▸ **EXERCISE DESCRIPTION**: The expected answer is the data below, retyped exactly.

[Items from a dataset]
__________

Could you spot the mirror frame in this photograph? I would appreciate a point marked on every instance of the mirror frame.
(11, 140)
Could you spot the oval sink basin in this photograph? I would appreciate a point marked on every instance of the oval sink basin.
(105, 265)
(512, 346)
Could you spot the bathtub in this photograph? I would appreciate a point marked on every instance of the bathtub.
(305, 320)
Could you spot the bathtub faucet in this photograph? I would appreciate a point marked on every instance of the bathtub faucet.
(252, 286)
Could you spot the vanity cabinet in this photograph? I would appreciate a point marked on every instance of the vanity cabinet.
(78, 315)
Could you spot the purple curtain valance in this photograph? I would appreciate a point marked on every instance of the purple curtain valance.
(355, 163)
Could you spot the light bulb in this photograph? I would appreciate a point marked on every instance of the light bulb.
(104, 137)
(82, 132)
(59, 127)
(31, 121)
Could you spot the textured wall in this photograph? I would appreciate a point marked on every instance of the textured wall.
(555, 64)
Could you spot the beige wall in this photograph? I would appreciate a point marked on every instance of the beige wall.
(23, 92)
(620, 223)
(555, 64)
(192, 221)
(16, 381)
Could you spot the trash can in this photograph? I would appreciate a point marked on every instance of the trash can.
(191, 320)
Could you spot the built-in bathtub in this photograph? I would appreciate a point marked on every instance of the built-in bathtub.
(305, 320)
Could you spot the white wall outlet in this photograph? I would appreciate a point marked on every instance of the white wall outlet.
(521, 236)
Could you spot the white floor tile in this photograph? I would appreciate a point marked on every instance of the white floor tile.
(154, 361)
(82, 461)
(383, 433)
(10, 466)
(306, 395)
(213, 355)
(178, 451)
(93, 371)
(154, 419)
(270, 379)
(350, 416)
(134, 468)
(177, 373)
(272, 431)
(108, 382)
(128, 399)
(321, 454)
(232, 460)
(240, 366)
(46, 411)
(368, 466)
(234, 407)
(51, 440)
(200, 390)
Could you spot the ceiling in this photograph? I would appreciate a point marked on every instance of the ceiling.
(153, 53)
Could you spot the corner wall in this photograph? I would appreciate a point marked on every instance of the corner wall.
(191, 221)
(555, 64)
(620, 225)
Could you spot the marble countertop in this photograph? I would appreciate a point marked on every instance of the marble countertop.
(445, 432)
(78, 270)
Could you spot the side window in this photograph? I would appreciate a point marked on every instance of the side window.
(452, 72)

__________

▸ **TASK RESPONSE**:
Could you spot the mirror frame in this photograph? I would appreciate a point marked on every instance of the mirror frame.
(11, 140)
Could you spot the oval sink basin in this photograph? I would appreciate a point marked on every instance of the oval sink basin.
(105, 265)
(512, 346)
Could you spot the bathtub in this photograph? I would appreciate a point marked on every instance of the bathtub.
(305, 320)
Could you spot the bathtub faucet in this photograph? I would appreciate a point marked on every instance of the bathtub faucet.
(252, 286)
Could you spot the vanity cabinet in this photograph? I would appreciate a point marked on every instance of the vanity cabinet.
(78, 315)
Could you spot the purple curtain valance in this photograph? I would appreciate a point marked on every instance of the purple curtain valance.
(355, 163)
Could you spot the light bulb in this photograph? I would appreciate a point marked on every instance of the light bulb.
(104, 137)
(82, 132)
(59, 127)
(31, 121)
Could you spot the textured wall in this photograph? I would appreciate a point marked on every instance of the textured wall.
(555, 64)
Could you spot the beige wall in this photograph? I would appreciate a point marked on every instance of the beige wall.
(23, 92)
(620, 223)
(555, 64)
(192, 221)
(16, 381)
Could you spot the trash can in this photograph? I would appreciate a point marked on every instance of the trash can.
(191, 320)
Could you spot the built-in bathtub in this photograph? I would appreciate a point marked on every instance of the built-in bathtub.
(305, 320)
Could you spot the white wall outlet in this photograph? I would appreciate a point marked on every instance of the white wall outlet.
(521, 236)
Could you spot the white floor tile in this photograph? I would appreciate a point marked on every instance of the white floor tile.
(154, 361)
(82, 461)
(383, 433)
(10, 466)
(306, 395)
(213, 355)
(178, 451)
(93, 371)
(154, 419)
(270, 379)
(350, 416)
(134, 468)
(177, 373)
(272, 431)
(108, 382)
(128, 399)
(321, 454)
(232, 460)
(240, 366)
(46, 411)
(368, 466)
(234, 407)
(51, 440)
(200, 390)
Could you spot the ceiling in this photograph? I would appreciate a point marked on every instance of the ceiling.
(153, 53)
Could you spot the corner wall in this photograph? I would appreciate a point marked on every instance of the corner wall.
(191, 221)
(555, 64)
(620, 225)
Could you spot the marble countertop in this photograph? I would appreciate a point marked on every instance of the marble countertop.
(445, 432)
(78, 270)
Could you spot the side window in this photograph? I would appreciate a point marked on every instance of the side window.
(452, 72)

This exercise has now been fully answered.